◆ **Your goal**: Arrange the lines below, from the line containing "trace the outline of every instance of the passenger" through the line containing "100 80 L 95", as a JSON list of strings with one string per line and no blank lines.

◆ **Available data**:
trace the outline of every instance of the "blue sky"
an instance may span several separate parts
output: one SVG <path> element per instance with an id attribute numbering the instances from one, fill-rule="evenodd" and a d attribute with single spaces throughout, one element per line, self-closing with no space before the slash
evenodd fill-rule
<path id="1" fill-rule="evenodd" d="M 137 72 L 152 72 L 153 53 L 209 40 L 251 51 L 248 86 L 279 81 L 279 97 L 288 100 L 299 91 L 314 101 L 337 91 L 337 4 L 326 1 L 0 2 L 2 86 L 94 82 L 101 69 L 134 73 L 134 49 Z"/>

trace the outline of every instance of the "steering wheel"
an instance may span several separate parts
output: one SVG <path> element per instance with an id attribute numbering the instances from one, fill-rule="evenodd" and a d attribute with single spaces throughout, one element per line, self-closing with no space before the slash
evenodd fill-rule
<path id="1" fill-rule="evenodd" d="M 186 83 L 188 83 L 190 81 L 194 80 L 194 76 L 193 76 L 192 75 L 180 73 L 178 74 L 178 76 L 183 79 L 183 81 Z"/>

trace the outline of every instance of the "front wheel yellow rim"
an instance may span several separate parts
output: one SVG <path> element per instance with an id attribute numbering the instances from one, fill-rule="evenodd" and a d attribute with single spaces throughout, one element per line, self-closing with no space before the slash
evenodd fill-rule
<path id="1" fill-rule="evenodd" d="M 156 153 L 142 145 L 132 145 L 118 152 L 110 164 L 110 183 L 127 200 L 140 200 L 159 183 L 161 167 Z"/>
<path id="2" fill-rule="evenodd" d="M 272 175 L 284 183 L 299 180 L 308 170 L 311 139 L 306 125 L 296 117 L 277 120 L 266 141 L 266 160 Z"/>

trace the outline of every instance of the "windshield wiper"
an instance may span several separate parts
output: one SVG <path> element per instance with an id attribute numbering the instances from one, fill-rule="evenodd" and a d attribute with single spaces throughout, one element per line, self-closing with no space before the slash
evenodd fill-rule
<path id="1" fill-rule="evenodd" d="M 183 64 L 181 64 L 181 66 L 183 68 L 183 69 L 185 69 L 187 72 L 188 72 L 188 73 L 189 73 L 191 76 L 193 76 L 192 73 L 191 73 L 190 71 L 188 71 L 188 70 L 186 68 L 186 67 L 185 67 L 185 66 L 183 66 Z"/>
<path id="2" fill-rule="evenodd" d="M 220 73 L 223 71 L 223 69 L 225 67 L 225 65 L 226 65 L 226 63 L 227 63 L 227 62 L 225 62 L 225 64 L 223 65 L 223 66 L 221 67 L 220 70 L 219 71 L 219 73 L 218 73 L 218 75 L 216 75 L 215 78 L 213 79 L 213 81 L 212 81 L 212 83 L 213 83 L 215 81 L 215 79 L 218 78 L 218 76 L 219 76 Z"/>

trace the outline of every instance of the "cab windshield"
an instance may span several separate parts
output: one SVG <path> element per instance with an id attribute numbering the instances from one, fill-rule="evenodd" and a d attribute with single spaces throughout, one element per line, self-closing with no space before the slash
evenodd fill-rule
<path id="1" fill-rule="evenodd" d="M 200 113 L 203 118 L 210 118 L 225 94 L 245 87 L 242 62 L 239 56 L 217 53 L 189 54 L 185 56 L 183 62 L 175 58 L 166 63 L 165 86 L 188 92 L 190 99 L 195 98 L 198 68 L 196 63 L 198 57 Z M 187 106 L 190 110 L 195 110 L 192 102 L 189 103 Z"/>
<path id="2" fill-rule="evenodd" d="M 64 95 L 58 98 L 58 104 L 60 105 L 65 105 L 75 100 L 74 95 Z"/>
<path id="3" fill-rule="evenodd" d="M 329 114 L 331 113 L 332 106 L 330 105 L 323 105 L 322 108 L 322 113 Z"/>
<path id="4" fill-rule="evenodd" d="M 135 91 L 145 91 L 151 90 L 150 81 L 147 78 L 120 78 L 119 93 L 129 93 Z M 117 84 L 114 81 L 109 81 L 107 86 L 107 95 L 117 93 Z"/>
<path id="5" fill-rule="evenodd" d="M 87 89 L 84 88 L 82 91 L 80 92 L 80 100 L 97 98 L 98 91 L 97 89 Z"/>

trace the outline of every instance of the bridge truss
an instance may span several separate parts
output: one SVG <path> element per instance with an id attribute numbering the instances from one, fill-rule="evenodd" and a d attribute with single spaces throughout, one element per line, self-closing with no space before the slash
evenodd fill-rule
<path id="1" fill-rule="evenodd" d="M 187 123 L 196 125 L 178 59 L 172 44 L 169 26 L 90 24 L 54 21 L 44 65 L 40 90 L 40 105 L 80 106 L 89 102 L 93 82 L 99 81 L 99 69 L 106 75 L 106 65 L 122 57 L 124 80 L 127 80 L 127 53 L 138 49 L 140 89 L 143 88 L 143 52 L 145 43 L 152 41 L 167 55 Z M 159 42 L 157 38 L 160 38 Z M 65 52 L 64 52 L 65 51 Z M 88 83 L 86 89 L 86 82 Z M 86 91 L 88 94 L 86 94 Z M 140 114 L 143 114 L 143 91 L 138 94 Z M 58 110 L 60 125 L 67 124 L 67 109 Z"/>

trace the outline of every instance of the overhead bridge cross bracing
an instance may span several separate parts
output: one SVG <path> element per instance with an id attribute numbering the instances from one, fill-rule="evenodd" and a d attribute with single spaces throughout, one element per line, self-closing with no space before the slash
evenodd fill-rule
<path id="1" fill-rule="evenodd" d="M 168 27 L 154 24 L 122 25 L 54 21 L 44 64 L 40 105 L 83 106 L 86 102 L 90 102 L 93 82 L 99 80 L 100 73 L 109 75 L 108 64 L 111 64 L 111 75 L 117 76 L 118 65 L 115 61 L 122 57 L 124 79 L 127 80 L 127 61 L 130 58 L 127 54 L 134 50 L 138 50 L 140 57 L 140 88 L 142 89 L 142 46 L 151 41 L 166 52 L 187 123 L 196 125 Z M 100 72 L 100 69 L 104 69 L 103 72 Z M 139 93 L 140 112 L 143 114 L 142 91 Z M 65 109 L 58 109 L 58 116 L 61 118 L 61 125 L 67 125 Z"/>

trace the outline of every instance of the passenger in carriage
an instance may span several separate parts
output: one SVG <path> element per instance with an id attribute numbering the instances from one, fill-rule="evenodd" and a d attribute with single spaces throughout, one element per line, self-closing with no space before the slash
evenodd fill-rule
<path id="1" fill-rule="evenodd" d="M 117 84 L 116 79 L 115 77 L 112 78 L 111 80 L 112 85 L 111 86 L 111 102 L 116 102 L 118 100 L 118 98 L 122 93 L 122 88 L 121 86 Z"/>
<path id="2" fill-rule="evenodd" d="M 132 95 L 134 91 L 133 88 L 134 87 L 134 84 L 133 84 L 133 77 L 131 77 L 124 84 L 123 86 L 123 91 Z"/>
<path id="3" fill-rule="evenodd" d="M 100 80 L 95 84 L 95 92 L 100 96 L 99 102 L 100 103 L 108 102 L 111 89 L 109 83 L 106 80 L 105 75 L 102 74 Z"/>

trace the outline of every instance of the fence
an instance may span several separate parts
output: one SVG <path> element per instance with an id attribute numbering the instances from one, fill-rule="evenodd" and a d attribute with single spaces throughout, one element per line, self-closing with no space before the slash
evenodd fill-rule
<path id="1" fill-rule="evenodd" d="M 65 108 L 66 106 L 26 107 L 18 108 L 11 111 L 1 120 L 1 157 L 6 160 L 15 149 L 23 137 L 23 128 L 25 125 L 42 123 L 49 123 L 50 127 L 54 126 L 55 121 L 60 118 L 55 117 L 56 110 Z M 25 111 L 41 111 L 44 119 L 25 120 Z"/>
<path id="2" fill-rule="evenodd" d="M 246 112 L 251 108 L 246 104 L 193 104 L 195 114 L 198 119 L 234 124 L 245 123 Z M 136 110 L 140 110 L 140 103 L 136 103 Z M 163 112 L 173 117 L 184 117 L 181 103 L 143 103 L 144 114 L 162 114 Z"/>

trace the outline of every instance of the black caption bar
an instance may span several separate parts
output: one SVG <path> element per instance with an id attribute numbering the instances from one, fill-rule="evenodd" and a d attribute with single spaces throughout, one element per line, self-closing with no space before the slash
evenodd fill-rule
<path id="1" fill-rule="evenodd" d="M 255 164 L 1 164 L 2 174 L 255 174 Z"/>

◆ **Task response**:
[
  "trace the outline of every instance of the passenger in carriage",
  "an instance may span several separate parts",
  "output: one SVG <path> element per instance with an id attribute numbering the instances from one, fill-rule=\"evenodd\" and a d attribute with single spaces throughout, one element per line, self-closing with no space before the slash",
  "evenodd fill-rule",
  "<path id=\"1\" fill-rule=\"evenodd\" d=\"M 117 84 L 116 79 L 115 77 L 112 78 L 111 80 L 112 85 L 111 86 L 111 102 L 116 102 L 118 100 L 118 98 L 122 93 L 122 88 L 121 86 Z\"/>",
  "<path id=\"2\" fill-rule=\"evenodd\" d=\"M 132 95 L 134 91 L 133 88 L 134 87 L 134 84 L 133 84 L 133 77 L 131 77 L 124 84 L 123 86 L 123 91 Z\"/>",
  "<path id=\"3\" fill-rule=\"evenodd\" d=\"M 100 80 L 95 84 L 95 92 L 100 96 L 99 102 L 100 103 L 108 102 L 111 89 L 109 83 L 106 80 L 105 75 L 102 74 Z\"/>"
]